**What you have to do:** Would you please write out every record exactly?
═════ Exercise materials
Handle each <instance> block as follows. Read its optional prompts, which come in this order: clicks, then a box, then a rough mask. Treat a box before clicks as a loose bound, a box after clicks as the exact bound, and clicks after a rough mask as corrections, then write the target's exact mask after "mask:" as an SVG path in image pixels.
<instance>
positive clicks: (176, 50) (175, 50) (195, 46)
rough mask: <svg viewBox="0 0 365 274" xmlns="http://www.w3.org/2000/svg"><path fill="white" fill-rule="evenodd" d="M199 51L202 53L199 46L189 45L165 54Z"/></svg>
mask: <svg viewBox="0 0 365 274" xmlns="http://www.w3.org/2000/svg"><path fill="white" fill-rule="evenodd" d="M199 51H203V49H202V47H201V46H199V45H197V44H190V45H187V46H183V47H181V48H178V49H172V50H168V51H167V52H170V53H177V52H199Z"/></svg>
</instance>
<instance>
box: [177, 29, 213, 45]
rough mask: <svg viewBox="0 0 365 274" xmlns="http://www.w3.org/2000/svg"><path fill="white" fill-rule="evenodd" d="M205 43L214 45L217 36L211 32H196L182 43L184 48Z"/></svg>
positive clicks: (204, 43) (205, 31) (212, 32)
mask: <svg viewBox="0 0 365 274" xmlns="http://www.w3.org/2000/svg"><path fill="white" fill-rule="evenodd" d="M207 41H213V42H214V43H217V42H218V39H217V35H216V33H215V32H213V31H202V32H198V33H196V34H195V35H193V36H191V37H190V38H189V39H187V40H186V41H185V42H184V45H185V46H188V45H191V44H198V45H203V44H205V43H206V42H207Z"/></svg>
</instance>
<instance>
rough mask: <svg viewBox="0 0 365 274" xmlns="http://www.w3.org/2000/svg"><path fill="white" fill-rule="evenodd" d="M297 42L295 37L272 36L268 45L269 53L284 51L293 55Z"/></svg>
══════════
**Response to this exercise:**
Handle each <instance> block as follows. Read its optional prompts, which come in this order: clicks, then a box, then a rough mask. Treat a box before clicks as a loose bound, a box after clicks as the exact bound, and clicks after a rough mask as corrections, then write the target's exact mask after "mask:" as an SVG path in image pixels.
<instance>
positive clicks: (176, 50) (175, 50) (195, 46)
rough mask: <svg viewBox="0 0 365 274" xmlns="http://www.w3.org/2000/svg"><path fill="white" fill-rule="evenodd" d="M199 51L202 53L199 46L189 45L165 54Z"/></svg>
mask: <svg viewBox="0 0 365 274" xmlns="http://www.w3.org/2000/svg"><path fill="white" fill-rule="evenodd" d="M199 51H203V49H202V47H201V46H199V45H197V44H190V45H187V46H183V47H181V48H178V49H172V50H168V51H167V52H170V53H177V52H199Z"/></svg>
</instance>
<instance>
box: [177, 29, 213, 45]
rough mask: <svg viewBox="0 0 365 274" xmlns="http://www.w3.org/2000/svg"><path fill="white" fill-rule="evenodd" d="M205 43L214 45L217 36L211 32H196L182 43L184 48Z"/></svg>
positive clicks: (204, 43) (205, 31) (212, 32)
mask: <svg viewBox="0 0 365 274" xmlns="http://www.w3.org/2000/svg"><path fill="white" fill-rule="evenodd" d="M207 41H213V42H214V43H217V42H218V39H217V35H216V33H215V32H213V31H202V32H198V33H196V34H195V35H193V36H191V37H190V38H189V39H187V40H186V41H185V42H184V45H185V46H188V45H191V44H198V45H203V44H205V43H206V42H207Z"/></svg>
</instance>
<instance>
rough mask: <svg viewBox="0 0 365 274" xmlns="http://www.w3.org/2000/svg"><path fill="white" fill-rule="evenodd" d="M297 42L295 37L272 36L268 45L269 53L284 51L293 55Z"/></svg>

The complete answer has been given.